Aim → Show every line of the records below that contains the word "shoe", copying each line in full.

Raw data →
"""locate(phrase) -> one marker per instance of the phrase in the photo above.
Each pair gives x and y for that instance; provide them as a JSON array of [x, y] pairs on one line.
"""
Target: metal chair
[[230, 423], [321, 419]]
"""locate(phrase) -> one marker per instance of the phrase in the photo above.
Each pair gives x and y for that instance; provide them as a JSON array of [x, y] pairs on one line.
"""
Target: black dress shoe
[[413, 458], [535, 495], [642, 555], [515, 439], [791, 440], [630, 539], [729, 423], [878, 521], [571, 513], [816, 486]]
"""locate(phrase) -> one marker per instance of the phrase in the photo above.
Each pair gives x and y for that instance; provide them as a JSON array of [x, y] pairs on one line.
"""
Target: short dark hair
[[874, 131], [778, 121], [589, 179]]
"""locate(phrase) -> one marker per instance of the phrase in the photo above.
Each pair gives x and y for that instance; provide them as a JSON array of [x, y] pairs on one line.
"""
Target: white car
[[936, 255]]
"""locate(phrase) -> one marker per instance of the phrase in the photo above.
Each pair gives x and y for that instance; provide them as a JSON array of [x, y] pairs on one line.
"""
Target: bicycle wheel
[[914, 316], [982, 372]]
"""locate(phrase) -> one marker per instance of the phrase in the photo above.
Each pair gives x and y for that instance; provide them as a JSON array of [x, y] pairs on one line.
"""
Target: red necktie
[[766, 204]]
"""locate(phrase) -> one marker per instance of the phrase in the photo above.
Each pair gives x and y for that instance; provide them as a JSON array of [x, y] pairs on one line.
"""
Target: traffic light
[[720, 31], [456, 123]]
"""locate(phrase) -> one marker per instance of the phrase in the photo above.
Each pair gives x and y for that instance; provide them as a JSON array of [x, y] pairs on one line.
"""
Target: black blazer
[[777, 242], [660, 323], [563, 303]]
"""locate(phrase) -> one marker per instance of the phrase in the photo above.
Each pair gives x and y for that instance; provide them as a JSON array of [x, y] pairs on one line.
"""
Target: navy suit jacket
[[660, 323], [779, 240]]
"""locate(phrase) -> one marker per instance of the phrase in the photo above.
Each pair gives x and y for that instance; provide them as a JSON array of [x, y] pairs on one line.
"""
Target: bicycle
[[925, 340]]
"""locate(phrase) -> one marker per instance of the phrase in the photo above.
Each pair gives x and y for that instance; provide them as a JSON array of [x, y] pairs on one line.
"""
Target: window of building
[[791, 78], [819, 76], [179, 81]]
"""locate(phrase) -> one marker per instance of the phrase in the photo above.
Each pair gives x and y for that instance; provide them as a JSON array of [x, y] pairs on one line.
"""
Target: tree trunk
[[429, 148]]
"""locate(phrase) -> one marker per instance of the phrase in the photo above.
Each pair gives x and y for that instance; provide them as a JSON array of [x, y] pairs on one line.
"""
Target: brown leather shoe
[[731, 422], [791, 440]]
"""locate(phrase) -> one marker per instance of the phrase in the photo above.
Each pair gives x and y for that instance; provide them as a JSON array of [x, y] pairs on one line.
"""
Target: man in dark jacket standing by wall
...
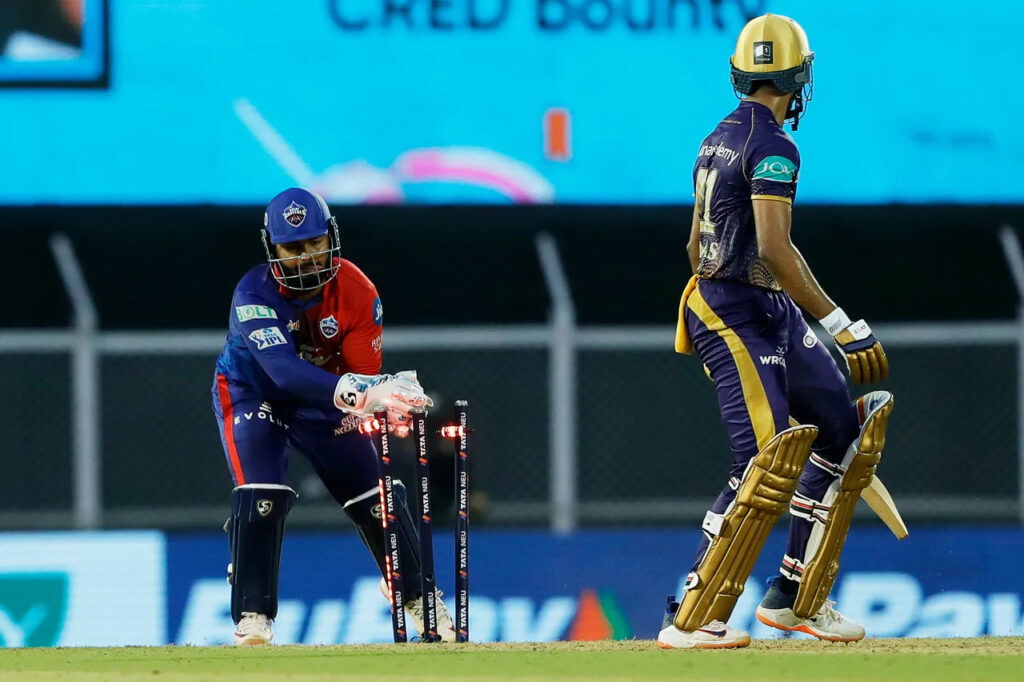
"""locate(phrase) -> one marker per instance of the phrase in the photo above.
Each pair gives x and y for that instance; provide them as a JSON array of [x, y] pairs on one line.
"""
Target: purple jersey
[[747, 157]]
--
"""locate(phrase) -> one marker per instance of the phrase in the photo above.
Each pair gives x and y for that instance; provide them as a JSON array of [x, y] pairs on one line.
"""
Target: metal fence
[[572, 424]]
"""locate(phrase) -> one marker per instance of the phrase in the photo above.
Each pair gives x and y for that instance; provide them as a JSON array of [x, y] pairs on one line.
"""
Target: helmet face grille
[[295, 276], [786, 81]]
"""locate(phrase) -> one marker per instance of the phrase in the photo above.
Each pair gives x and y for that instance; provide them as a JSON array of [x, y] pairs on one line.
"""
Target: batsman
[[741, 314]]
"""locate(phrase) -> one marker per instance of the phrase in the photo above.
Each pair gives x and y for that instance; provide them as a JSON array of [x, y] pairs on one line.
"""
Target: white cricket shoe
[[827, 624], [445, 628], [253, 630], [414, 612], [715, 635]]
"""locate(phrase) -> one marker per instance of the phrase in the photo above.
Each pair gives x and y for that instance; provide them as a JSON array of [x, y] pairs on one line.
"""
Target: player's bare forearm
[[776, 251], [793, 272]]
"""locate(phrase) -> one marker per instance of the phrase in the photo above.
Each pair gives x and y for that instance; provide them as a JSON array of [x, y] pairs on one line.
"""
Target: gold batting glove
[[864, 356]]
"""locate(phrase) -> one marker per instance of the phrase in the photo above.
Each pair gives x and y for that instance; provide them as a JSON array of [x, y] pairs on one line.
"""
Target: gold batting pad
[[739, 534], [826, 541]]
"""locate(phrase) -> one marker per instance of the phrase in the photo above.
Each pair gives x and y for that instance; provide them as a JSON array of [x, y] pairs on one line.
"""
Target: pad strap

Solution →
Target: black dress shoe
Target: brown leather shoe
Target: white cricket shoe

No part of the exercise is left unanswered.